Your objective ▸ Reproduce all of the material exactly as shown.

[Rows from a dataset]
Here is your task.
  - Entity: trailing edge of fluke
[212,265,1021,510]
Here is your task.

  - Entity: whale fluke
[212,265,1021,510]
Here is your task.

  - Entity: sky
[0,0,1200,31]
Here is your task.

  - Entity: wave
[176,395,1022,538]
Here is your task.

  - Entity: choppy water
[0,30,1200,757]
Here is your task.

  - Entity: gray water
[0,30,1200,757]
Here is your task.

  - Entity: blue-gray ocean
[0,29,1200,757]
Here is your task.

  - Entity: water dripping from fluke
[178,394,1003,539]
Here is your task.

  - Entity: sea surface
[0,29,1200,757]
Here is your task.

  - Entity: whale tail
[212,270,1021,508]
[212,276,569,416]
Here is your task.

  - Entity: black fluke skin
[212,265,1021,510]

Response ▸
Here is your task.
  - Entity: trailing edge of fluke
[212,265,1021,510]
Here is your task.

  - Entity: whale fluke
[212,265,1021,510]
Here is your task.

  - Entity: sky
[0,0,1200,31]
Here is your task.

  - Entity: wave
[176,395,1022,538]
Here is your task.

  - Entity: choppy water
[0,30,1200,757]
Here is your task.

  - Entity: gray water
[0,30,1200,757]
Here is your task.

  - Entity: blue-gray ocean
[0,29,1200,757]
Here is your task.

  - Entity: water dripping from fluke
[178,394,1003,539]
Here is your task.

  - Entity: sea surface
[0,29,1200,757]
Here is your task.

  - Entity: whale tail
[212,270,1021,508]
[212,276,569,416]
Here is your task.

  - Entity: black fluke skin
[212,265,1021,510]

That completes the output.